**Set task:**
Update the rows below so that every "Query" becomes "Target", with everything else left unchanged.
══ Records for the exercise ══
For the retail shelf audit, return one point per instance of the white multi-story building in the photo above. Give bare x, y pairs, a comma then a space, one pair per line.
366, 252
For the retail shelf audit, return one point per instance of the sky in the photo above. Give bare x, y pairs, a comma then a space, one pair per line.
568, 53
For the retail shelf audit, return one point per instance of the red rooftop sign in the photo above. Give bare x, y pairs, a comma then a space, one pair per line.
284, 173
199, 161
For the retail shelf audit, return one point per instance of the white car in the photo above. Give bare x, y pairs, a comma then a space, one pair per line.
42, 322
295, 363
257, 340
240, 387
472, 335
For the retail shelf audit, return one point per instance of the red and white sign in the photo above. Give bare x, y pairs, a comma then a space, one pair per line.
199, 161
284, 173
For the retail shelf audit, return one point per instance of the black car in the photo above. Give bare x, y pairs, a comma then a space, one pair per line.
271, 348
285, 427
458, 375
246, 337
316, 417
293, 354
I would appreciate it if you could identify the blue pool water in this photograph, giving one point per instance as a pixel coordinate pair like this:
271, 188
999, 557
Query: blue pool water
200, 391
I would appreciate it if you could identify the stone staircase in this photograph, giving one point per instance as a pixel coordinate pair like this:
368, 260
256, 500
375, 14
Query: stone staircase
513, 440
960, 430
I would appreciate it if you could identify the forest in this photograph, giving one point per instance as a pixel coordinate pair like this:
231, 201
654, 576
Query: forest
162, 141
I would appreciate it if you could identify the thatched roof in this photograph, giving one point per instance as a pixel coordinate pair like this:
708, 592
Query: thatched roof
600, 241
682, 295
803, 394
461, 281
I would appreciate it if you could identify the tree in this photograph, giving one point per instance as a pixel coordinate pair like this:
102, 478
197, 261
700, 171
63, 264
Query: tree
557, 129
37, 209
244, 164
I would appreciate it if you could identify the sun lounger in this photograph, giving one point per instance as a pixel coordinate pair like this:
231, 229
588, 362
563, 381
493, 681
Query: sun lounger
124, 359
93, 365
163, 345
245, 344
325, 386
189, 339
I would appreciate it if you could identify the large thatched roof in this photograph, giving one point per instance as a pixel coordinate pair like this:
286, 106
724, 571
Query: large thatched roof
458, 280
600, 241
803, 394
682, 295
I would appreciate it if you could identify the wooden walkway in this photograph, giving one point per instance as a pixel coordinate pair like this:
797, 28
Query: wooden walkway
═══
**Solution:**
For the retail shelf audit, return one point per instance of the white multi-story building in the photo above. Give bare x, y pairs, a comma then a space, one pair per line.
366, 252
For the retail shelf audit, return one point per instance of the sky in the photo above. Give bare x, y pairs, a comma then a space, one pair per line.
568, 53
For the retail shelf audit, return one point per instance of the red rooftop sign in the photo above. Give bare x, y pairs, a comma then a space, one pair per line.
284, 173
199, 161
For the retail shelf audit, return one point per instance of the white car in the photo above. Give bare x, y pairs, a comma then a space, one pair per line.
42, 322
295, 363
257, 340
240, 387
472, 335
For the retail shelf audit, return one point per instance of the red and white sign in the photo above. Give bare x, y pairs, a comma then a space, one pair per line.
199, 161
284, 173
For the retail shelf audit, return one point per instance of the black car in the photo above. Give bare x, y pairs, a comma then a space, one pair per line.
271, 348
285, 427
458, 375
246, 337
316, 417
293, 354
I would appreciate it if you could identify the blue pool water in this photograph, giving one point per instance as a pixel coordinate pair like this:
271, 188
999, 557
Target: blue pool water
200, 391
I would appreciate it if you could identify the stone staircase in this photograph, giving one point per instance as a pixel coordinate pair like this:
368, 260
256, 500
375, 14
Target: stone staircase
513, 440
960, 430
I would appreciate it if you could identify the forest in this photograph, giving one point per instance as a pixel coordinate pair like this:
231, 201
654, 576
Target: forest
162, 141
I would appreciate it if you could identify the thatched roof in this photograph, giving one point per instance as a pixel coordinate pair like this:
708, 592
Target: thatched roof
600, 241
682, 295
803, 394
461, 281
I would appreciate it if you could identify the tree in this photograph, giving one point per instance as a pixel coordinate pair like this:
102, 478
197, 261
700, 171
63, 264
Target: tree
557, 129
37, 209
244, 164
I would appreciate it if you could identify the sun lounger in this photograph, giving one point per instance as a pixel coordinate pair like this:
231, 229
588, 362
563, 381
493, 681
Target: sun lounger
124, 359
93, 365
163, 345
245, 344
325, 386
189, 339
I would appreciate it if you could identify the large thatched roof in this photograph, giving one point per instance as a pixel coordinate pair like this:
286, 106
724, 571
Target: large thatched roof
458, 280
600, 241
803, 394
682, 295
I would appreciate it if you could identify the wooden walkway in this photograph, giving one point per instance as a pixel coordinate pair like this:
797, 28
Target: wooden walkway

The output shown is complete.